Page text:

┄┄┄┄┄┄┄┄┄┄┄┄┄┄┄┄┄┄┄┄

August saw further improvement in crop pro spects, especially pastures, but hops deteriorated somewhat. American maize crop further reduced, but Continental position improved. Large areas of wheat stacked in South by mid-August. Averages for month: Wheat, 27/4; Barley, 24/3; Oats, 18/9. Times estimates hay crop 17 cwt., against 22 last year. Soft fruit very large crop, plums sometimes 50 per cent. above average. Official preliminary statement of acreage gave: Wheat, 1,700,965; Barley, 1,972,448; Oats, 2,996,902; Potatoes, 577,260; Turnips and Swedes, 1,664,520; Mangel, 398,805; Clover and Rotation Grasses, 4,856,387; Permanent Grass, 16,827,249; Hops, 51,127. Horses numbered 1,511,431 Cattle, 6,763,894; Sheep, 26,377,200; and Pigs, 2,179,925. Improved prospects for keep strengthened prices at sheep fairs. Board of Agriculture issued regulations for sale of milk and cream. Milk with less than 3 per cent. milk fat and 85 per cent. of milk solids other than milk fat presumed, until contrary proved, not genuine. Skim milk not to contain less than 9 per cent. of milk solids.

September.-Ideal farmers' weather. Harvest completed and ploughing well forward. Prospects of winter keep further improved, and as Dorchester sheep fair prices averaged 10s. above last year. Imports of foreign grain last season: Wheat, 24,392,000 quarters; Barley, 5,249,000;

Oats, 7,934,000; Maize, 13,021,353 quarters. Preliminary estimates make world's production: Wheat, 2,708,734,000 bushels, against 2,521,570,000 bushels last year; Barley, 886,719,000, against 891,000,000; Oats, 2,746,700,000, against 3,102,250,000; and Maize, 2,074,213,000, against 2,797,490,000 bushels. Top price flour, 28/-, against 35/- last year. Wheat and flour on passage to United Kingdom and Continent : 4,005,000 quarters, against 3,325,000 a year ago, Grain averages: Wheat, 26/11; Barley, 25/3; Oats, 17/4.

┄┄┄┄┄┄┄┄┄┄┄┄┄┄┄┄┄┄┄┄

Required task a:
Lay out as a numbered list the part of the entries that opens with the line containing "Target: nike swoosh logo" and runs through the last entry, with both ends included. Leave out blank lines.
The crop report and the entries below it are unrelated to each other.

Records for processing:
┄┄┄┄┄┄┄┄┄┄┄┄┄┄┄┄┄┄┄┄

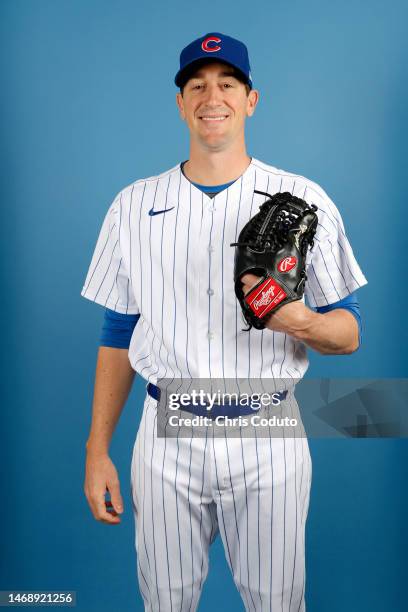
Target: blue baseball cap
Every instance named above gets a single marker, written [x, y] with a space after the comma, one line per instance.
[215, 47]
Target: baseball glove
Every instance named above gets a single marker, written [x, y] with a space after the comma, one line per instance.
[273, 245]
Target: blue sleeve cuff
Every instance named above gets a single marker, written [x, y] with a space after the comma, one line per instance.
[349, 303]
[117, 329]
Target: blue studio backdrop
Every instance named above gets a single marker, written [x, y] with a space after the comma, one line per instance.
[88, 106]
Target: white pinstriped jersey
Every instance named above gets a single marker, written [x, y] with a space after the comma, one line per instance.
[175, 269]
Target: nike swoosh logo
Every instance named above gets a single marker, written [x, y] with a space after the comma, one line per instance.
[152, 212]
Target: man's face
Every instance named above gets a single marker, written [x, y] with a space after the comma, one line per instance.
[214, 105]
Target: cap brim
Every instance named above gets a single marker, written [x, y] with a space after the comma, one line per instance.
[183, 75]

┄┄┄┄┄┄┄┄┄┄┄┄┄┄┄┄┄┄┄┄

Required task b:
Output, word for word, the part of the crop report that opens with the words "Oats, 7,934,000; Maize, 13,021,353" and closes with "25/3; Oats, 17/4.".

Worked solution a:
1. Target: nike swoosh logo
2. Every instance named above gets a single marker, written [x, y] with a space after the comma, one line per instance.
3. [152, 212]
4. Target: man's face
5. Every instance named above gets a single marker, written [x, y] with a space after the comma, one line per instance.
6. [214, 105]
7. Target: cap brim
8. Every instance named above gets a single marker, written [x, y] with a space after the comma, one line per instance.
9. [183, 75]

Worked solution b:
Oats, 7,934,000; Maize, 13,021,353 quarters. Preliminary estimates make world's production: Wheat, 2,708,734,000 bushels, against 2,521,570,000 bushels last year; Barley, 886,719,000, against 891,000,000; Oats, 2,746,700,000, against 3,102,250,000; and Maize, 2,074,213,000, against 2,797,490,000 bushels. Top price flour, 28/-, against 35/- last year. Wheat and flour on passage to United Kingdom and Continent : 4,005,000 quarters, against 3,325,000 a year ago, Grain averages: Wheat, 26/11; Barley, 25/3; Oats, 17/4.